> [WHAT IS BEING ASKED]
Write the next part of the article below about salt levels in pulse-based snacks, starting after its final sentence.

> [DOCUMENT SECTION]
The group analysed 118 snacks including dried/roasted pulses and processed pulse snacks such as lentil curls, chickpea chips and puffs, which are often perceived as healthy alternatives to the usual snacking options such as crisps and flavoured nuts.
Despite these products being on average lower in fat, saturated fat and calories, and higher in fibre compared to standard crisps and nuts, over one in three (43%) contained more than 1.5g/100g of salt – often more than that in crisps and nuts. KP salted peanuts contain 1.3g/100g salt, while Walkers Ready Salted crisps contain 0.35g of salt in a 25g bag.
Dried/roasted pulses, corn style snacks were on average the saltiest at 1.85g/100g. The saltiest dried pulse snacks surveyed were Love Corn Salt & Vinegar and Love Corn Habanero Chilli, with 2.8g/100g salt. Just one 45g serve of either of these snacks (1.3g salt) would provide over a fifth of a person’s maximum daily salt intake and more salt than 3.5 bags of Walkers Ready Salted crisps, the group said. UK adults are recommended to eat no more than 6g of salt a day.
Despite more than half (56%) of the products surveyed being high in fat, salt and/or sugar most did not display colour coded nutrition information on front of pack as per voluntary Government guidance.
Instead, most featured on-pack nutrition claims, which according to Action on Salt mislead consumers by creating a distorted ‘health halo’ that discourages shoppers from scrutinising the ingredients more thoroughly. For example, the saltiest snack surveyed, Eat Real Hummus Chilli & Lemon Flavoured Chips contained 3.6g salt/100g, with the front of pack stating ‘40% less fat, Vegan, Gluten free’.
Over 80% of snacks surveyed included a nutrient based claim on pack (e.g. ‘x kcal per serving’ ‘Less fat’, ‘No added sugar’, ‘Source/High in fibre/protein’), and almost all (93%) included claims such as ‘Gluten free’, ‘Vegan’, ‘All natural’ and ‘No artificial preservatives’.
One in three snacks surveyed specified the use of sea salt, which despite is crunchier texture and stronger flavour, generally contains the same levels of sodium and nutritional value as table salt.

> [SUPPLIED DATA]
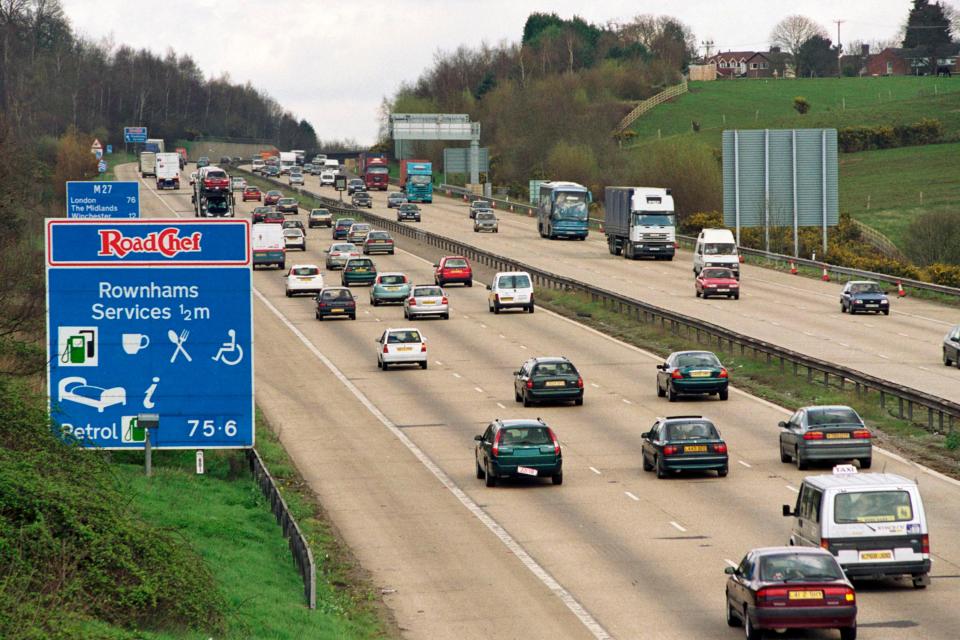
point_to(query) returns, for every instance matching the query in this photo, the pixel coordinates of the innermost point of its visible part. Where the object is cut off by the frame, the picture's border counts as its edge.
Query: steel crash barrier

> [EXERCISE OUTPUT]
‘The use of nutrition claims on HFSS foods need to be questioned’
The group called on Government to appoint a successor to Public Health England to help bring down salt levels across all food and said its research raised serious health concerns especially given reports of increased snacking during 2020 compared to pre-COVID. It called salt a ‘forgotten ingredient that raises our blood pressure and puts us at an increased risk of strokes and heart attacks’.
Sonia Pombo, Campaign Manager at Action on Salt said: “We should all be eating more beans and pulses, but there are better ways of doing it, and eating processed snacks high in salt is not one of them. This important survey has put a spotlight on the unnecessary amounts of salt in ‘healthy’ snacks, and the use of nutrition claims on HFSS foods need to be questioned. Instead of misleading their customers, companies should be doing all they can to help us all make more informed decisions, including using front of pack colour coded labels.”
Professor Graham MacGregor, Professor of Cardiovascular Medicine at Queen Mary University of London and Chairman of Action on Salt added: “It’s a disgrace that food companies continue to fill our food with so much salt – especially those enticing consumers into purchasing these so-called ‘healthy’ snacks, when they are the exact opposite.”
The European Snacks Association defended the sector’s achievements in innovation and product reformulation. Its director general Sebastian Emig said: “The savoury snacks industry has a track record of successful reformulation programmes. In the UK, savoury snack manufacturers voluntarily reduced the amount of salt in crisps by over 53% between 1990 and 2019.”